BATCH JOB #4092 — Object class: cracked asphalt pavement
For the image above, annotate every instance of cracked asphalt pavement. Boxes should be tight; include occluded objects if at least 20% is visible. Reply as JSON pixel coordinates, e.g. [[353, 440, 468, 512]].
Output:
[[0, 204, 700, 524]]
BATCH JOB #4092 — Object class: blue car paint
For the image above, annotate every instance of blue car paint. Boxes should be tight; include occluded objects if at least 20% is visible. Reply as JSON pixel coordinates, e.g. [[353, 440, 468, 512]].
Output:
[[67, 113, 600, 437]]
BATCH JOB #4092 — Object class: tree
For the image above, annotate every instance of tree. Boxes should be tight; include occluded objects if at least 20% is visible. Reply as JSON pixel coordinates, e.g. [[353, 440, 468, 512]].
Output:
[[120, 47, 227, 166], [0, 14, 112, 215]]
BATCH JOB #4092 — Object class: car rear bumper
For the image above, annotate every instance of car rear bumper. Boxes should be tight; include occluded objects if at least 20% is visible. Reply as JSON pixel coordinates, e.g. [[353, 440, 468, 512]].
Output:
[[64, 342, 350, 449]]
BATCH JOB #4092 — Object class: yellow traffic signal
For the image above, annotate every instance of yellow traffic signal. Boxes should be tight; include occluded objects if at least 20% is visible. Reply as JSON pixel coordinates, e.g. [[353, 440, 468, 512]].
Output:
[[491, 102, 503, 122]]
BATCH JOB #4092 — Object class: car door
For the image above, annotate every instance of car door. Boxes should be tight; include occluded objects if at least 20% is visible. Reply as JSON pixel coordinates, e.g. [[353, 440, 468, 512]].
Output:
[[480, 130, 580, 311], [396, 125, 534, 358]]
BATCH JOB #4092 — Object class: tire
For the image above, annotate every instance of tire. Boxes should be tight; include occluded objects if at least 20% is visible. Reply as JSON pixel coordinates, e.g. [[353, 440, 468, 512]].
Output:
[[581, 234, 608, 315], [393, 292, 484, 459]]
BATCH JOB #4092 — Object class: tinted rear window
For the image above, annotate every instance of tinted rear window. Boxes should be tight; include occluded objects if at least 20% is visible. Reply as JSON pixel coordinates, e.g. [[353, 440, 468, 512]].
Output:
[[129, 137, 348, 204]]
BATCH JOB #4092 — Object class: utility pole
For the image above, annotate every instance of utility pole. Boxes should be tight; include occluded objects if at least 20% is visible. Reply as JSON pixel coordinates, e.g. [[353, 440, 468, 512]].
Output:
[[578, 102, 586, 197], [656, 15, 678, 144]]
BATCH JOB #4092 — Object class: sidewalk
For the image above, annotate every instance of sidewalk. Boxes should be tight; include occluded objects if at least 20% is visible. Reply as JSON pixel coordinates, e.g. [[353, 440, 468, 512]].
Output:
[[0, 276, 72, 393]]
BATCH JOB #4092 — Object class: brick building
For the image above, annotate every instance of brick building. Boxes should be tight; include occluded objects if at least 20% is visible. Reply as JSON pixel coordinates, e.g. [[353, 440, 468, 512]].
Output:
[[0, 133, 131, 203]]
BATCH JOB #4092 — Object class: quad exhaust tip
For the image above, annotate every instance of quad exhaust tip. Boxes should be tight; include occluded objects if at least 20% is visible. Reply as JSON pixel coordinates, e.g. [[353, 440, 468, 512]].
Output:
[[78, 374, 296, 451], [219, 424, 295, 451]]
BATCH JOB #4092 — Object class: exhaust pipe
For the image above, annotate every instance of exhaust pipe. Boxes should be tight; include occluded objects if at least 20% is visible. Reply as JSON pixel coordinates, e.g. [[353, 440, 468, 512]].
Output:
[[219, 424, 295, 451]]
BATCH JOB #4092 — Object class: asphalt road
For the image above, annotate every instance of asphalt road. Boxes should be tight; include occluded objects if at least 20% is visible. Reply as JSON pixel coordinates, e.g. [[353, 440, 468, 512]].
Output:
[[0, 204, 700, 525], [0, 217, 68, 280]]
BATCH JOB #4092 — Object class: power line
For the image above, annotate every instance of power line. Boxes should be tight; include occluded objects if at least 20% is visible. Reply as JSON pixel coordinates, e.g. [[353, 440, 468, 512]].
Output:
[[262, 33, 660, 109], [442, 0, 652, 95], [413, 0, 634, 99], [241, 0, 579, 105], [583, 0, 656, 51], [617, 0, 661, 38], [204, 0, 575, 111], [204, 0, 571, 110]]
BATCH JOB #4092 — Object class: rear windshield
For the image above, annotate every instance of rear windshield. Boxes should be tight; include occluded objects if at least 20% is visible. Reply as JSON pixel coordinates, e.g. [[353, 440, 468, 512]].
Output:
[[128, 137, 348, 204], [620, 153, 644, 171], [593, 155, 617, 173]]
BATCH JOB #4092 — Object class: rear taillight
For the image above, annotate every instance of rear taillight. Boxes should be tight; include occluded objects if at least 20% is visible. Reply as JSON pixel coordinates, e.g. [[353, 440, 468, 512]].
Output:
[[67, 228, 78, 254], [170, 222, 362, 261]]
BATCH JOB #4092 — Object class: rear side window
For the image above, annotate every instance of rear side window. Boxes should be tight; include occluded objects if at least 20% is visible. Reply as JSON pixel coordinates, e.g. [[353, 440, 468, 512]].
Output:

**To be done:**
Put the data above, from the start through the line containing "[[0, 204, 700, 524]]", into a numbered list with blank lines left out.

**Output of the exercise:**
1. BATCH JOB #4092 — Object class: cracked asphalt pavement
2. For the image above, annotate every instance of cracked asphalt pavement. Boxes should be tight; include occluded objects if at least 20% is visible. Reply as JSON pixel coordinates, e.g. [[353, 440, 468, 512]].
3. Output:
4. [[0, 204, 700, 524]]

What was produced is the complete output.